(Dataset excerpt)
★ ★ ★

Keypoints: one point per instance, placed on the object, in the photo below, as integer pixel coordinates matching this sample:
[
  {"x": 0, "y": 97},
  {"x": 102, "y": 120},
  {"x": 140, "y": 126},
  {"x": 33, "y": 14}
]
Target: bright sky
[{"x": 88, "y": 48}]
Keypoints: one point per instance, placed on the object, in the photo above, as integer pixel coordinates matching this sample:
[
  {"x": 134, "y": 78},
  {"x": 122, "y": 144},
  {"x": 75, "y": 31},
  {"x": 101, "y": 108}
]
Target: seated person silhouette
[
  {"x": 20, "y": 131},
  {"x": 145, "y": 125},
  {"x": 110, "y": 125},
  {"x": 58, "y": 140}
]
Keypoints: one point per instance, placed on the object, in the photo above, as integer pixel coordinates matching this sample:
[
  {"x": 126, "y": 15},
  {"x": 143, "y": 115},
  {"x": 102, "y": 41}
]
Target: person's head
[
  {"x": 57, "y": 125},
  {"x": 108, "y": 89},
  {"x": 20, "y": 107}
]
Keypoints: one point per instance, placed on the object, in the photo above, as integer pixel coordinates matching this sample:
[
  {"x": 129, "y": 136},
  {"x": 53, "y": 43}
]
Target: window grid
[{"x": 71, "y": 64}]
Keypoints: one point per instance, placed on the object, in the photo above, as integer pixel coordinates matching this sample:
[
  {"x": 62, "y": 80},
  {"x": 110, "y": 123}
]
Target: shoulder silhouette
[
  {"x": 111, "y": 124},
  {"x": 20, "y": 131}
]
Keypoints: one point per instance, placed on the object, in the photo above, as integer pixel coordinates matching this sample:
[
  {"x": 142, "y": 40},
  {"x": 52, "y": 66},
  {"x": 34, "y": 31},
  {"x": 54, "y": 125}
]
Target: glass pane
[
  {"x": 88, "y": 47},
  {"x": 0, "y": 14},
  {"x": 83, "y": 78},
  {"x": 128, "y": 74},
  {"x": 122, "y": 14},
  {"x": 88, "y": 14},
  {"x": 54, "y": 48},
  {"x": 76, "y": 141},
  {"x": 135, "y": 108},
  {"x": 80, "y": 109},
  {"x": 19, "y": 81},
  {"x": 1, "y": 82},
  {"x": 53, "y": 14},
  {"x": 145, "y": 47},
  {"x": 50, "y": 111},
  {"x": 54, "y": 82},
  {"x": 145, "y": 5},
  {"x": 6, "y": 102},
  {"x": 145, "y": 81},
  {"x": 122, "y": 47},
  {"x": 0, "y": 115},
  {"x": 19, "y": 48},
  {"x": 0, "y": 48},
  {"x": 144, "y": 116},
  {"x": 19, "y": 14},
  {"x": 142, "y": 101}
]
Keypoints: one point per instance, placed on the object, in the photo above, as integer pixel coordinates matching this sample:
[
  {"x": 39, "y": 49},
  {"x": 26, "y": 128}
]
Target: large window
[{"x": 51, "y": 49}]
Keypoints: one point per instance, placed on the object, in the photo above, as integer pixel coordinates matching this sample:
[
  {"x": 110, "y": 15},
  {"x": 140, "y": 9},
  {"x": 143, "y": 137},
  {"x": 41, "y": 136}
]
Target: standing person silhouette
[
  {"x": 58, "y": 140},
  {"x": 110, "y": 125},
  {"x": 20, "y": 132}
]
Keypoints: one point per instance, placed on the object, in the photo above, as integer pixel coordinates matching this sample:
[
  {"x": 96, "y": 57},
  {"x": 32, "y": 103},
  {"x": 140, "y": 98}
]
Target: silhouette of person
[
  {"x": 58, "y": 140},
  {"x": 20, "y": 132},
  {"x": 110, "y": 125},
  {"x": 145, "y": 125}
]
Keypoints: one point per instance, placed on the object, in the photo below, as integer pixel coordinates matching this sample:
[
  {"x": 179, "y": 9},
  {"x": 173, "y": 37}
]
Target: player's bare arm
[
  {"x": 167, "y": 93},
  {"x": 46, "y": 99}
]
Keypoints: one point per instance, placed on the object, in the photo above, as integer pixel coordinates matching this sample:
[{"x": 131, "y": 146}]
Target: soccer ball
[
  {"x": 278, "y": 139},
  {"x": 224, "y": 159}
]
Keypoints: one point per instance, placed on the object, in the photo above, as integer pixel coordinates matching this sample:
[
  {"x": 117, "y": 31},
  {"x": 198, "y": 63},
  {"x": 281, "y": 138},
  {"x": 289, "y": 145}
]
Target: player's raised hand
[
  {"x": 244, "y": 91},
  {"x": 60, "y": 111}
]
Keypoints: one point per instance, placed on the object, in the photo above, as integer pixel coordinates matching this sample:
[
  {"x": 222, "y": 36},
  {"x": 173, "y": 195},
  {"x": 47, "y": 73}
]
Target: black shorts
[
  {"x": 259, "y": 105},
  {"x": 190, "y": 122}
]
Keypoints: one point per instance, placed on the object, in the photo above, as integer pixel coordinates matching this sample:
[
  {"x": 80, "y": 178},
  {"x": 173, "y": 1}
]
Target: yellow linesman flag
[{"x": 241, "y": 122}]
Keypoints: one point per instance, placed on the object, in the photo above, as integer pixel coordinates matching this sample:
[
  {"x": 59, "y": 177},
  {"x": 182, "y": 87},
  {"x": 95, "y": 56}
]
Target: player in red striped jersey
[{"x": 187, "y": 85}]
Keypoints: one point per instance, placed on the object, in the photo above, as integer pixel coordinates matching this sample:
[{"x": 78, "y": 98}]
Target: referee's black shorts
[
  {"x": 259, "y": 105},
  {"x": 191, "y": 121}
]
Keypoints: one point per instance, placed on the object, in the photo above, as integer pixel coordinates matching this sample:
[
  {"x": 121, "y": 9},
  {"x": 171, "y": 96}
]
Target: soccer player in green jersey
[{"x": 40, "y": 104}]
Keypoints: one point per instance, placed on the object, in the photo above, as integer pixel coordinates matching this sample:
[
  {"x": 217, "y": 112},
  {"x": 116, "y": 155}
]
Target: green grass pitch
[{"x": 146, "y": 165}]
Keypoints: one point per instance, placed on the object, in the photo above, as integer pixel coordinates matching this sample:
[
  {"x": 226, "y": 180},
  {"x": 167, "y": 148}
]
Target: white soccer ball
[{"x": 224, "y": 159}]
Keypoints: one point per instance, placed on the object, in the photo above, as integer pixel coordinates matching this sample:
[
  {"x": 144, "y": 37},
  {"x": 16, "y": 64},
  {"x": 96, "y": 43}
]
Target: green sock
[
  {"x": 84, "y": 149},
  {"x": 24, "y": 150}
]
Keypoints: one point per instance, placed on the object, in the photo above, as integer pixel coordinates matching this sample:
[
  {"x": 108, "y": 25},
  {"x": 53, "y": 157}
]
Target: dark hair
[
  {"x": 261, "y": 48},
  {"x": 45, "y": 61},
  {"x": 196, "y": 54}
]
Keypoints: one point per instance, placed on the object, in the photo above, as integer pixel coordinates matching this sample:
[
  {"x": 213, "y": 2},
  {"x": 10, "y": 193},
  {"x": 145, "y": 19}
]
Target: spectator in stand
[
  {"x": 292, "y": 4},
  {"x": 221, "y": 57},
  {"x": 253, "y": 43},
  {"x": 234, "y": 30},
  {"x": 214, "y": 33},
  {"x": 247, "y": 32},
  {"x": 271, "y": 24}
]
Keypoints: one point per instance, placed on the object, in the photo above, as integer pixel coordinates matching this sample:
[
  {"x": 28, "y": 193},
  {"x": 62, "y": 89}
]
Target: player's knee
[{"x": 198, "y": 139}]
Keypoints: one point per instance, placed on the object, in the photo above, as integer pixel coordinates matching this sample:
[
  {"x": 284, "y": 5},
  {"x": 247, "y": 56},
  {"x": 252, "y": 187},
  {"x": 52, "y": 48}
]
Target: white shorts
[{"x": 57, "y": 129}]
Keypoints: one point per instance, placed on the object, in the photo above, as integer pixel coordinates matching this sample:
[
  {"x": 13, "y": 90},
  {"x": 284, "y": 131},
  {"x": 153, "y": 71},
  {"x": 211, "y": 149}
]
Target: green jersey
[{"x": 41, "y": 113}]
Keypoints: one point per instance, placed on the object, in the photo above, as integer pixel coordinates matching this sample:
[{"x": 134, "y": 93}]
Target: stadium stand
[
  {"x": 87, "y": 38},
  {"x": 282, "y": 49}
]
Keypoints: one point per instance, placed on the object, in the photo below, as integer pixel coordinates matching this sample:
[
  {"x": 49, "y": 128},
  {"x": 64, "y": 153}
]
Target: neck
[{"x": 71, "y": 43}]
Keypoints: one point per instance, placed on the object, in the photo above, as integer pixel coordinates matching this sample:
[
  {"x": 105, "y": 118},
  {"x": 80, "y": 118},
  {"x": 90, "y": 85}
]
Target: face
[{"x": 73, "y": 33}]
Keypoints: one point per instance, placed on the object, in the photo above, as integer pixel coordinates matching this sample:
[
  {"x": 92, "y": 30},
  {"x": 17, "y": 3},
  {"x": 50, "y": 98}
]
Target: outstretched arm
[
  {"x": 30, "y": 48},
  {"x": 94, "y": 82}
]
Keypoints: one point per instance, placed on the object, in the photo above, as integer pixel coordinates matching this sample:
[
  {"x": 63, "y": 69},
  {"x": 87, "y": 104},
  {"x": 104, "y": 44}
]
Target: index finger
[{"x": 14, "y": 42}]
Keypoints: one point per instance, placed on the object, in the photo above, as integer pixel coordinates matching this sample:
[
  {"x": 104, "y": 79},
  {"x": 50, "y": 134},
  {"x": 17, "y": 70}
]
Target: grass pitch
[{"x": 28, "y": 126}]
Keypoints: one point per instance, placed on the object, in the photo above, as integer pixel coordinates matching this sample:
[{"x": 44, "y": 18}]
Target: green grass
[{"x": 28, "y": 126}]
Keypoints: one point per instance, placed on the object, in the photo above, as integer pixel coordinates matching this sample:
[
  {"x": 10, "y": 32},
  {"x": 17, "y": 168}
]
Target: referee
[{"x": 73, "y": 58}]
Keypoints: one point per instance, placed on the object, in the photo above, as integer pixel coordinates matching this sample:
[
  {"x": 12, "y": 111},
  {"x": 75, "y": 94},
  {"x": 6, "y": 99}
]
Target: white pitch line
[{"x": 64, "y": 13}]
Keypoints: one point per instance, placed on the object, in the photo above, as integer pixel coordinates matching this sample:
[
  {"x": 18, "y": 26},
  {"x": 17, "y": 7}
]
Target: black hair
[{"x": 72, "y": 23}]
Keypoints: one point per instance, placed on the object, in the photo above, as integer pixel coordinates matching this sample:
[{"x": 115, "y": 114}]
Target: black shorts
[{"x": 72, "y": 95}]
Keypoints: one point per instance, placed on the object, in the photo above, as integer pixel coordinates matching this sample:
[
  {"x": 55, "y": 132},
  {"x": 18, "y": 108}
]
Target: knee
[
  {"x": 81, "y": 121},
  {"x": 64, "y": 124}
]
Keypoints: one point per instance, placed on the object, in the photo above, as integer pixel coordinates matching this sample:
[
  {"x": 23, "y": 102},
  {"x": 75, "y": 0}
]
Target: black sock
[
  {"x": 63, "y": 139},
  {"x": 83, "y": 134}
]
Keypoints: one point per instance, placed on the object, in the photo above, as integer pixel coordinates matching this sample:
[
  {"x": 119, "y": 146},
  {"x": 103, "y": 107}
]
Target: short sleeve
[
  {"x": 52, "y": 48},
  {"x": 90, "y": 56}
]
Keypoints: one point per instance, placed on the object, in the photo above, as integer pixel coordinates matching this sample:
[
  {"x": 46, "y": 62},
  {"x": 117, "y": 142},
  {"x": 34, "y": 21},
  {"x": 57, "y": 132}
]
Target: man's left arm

★ ★ ★

**INSTRUCTIONS TO FOLLOW:** Tally the lines of the data above that contain the string "player", and give only the resulting number.

**REPLY:** 5